Задание A: Какие строки листинга содержат слово «water»? Выведите каждую из них целиком.

════════

Наведение справок в отношении сионистов можно с безопасностью вести лишь через М. Соколова, д-ра Вейцмана, В. Жаботинского.
Единственно верный канал — от еврея к еврею, и даже при этом к вопросу следует подходить с величайшей деликатностью и осторожностью"[352].
Но Сесиль и его заместители не хотели действовать через голову собственных послов. Предложение было отвергнуто даже раньше, чем стало известно, что Жаботинский в любом случае не собирается ехать в Россию.
Воззвание к Ллойд Джорджу ускорить формирование легиона было не единственной целью письма от 29 апреля. В нем содержалась энергичная аргументация и по другому вопросу, преследовавшему идею легиона с момента зачатия и служившему основным доводом сионистов и прочих его противников — будто любой шаг в сторону еврейского участия в войне против Турции приведет к жестоким мерам турецких властей против еврейской общины в Палестине. Контрдоводы Жаботинского не помогли предотвратить суровую критику его действий в еврейской прессе в странах Антанты.

════════

Задание B: Почему Сесиль и его заместители отвергли предложение, о котором говорится в отрывке о Жаботинском? Ответьте в одном–трех предложениях.

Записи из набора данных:
════════

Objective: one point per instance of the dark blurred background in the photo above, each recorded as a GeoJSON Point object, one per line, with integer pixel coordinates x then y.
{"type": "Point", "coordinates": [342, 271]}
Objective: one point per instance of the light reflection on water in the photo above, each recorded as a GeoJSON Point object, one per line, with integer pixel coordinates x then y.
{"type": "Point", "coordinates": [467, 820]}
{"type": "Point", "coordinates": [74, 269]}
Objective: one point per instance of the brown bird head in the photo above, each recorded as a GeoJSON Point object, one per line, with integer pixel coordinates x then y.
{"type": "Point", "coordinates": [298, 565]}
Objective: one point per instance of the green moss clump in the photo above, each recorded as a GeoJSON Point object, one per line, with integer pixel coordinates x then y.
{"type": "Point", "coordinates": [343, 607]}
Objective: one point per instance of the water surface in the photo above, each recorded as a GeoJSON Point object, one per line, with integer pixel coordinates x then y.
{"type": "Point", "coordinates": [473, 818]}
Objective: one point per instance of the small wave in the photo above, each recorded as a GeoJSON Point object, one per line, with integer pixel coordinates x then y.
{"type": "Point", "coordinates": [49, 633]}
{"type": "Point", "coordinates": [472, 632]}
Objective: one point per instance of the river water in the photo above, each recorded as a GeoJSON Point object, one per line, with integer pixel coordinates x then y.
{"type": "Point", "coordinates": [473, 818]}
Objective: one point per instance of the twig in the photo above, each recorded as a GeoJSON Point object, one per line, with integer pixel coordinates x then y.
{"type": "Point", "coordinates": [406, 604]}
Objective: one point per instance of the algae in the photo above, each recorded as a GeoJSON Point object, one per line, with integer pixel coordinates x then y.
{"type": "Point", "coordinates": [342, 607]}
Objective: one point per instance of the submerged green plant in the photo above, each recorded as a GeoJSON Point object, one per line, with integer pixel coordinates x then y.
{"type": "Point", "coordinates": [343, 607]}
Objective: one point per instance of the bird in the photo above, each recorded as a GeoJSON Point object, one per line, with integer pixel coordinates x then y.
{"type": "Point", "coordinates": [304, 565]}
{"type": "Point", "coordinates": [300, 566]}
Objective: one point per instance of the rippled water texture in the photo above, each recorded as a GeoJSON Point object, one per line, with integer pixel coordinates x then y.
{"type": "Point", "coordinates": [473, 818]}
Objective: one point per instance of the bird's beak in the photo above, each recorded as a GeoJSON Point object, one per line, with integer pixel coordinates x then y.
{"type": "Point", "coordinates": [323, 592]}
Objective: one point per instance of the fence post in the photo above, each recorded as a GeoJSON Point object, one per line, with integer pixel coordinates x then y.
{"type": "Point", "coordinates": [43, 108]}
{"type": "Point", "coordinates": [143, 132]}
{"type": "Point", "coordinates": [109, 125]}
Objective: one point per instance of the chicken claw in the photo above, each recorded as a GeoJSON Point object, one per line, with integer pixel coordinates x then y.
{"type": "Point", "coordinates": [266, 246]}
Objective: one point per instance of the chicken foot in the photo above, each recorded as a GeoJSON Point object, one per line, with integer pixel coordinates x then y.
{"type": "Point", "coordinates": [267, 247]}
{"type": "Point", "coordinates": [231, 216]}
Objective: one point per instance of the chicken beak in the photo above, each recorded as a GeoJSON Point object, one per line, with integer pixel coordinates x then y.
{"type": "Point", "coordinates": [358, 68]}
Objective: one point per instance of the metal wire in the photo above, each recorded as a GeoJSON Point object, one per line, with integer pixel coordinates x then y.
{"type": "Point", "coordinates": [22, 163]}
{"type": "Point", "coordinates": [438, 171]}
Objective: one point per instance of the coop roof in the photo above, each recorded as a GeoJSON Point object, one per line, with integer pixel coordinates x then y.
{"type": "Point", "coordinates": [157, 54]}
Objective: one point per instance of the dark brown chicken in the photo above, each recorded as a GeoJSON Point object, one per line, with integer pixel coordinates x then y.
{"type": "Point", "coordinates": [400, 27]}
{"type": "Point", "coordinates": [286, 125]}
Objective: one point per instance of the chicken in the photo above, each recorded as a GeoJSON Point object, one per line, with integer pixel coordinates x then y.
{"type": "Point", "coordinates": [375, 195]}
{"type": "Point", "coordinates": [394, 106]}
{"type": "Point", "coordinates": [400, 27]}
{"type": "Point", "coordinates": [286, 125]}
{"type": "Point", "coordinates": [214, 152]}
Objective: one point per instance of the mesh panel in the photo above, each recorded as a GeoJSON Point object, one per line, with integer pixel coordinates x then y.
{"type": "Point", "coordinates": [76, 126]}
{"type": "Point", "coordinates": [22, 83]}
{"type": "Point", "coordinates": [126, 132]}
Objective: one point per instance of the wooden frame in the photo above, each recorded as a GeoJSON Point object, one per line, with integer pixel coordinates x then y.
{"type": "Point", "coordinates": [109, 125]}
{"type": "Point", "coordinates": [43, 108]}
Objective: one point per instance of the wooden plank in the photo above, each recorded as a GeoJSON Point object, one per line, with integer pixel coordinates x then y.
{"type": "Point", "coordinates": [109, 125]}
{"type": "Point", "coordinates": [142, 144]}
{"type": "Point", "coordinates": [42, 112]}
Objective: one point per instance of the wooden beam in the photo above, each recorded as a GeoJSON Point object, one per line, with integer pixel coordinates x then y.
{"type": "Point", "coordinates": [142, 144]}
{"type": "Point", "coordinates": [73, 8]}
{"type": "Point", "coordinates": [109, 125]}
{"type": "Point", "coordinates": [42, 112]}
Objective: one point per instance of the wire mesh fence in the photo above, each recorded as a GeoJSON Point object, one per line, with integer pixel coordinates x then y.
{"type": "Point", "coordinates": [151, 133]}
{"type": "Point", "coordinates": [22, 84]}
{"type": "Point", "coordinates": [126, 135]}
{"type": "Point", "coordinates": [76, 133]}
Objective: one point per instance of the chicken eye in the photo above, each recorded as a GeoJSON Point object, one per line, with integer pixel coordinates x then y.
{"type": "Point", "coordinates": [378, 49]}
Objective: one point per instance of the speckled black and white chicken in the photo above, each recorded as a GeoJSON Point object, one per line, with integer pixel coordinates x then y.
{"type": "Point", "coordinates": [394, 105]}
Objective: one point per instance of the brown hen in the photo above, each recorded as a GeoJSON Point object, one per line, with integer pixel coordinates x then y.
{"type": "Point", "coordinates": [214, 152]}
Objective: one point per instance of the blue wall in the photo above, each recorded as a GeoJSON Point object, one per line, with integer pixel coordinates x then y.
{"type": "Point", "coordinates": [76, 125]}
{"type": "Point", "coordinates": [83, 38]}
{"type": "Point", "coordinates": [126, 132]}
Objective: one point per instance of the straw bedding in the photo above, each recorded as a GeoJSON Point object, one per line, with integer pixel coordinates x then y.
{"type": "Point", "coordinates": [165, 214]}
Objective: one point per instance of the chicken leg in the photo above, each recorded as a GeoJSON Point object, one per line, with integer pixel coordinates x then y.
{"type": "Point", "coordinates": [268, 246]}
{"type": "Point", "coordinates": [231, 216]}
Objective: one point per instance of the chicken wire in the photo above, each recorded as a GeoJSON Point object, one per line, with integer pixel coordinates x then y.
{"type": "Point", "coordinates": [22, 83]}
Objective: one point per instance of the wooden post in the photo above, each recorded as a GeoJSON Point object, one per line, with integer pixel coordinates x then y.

════════

Решение A:
Objective: one point per instance of the light reflection on water in the photo above, each recorded as a GeoJSON Point object, one per line, with integer pixel coordinates x then y.
Objective: one point per instance of the water surface in the photo above, each recorded as a GeoJSON Point object, one per line, with integer pixel coordinates x then y.
Objective: one point per instance of the river water in the photo above, each recorded as a GeoJSON Point object, one per line, with integer pixel coordinates x then y.
Objective: one point per instance of the rippled water texture in the photo above, each recorded as a GeoJSON Point object, one per line, with integer pixel coordinates x then y.

Решение B: Сесиль и его заместители не хотели действовать через голову собственных послов. Поэтому предложение отвергли еще до того, как стало известно, что Жаботинский в любом случае не собирается ехать в Россию.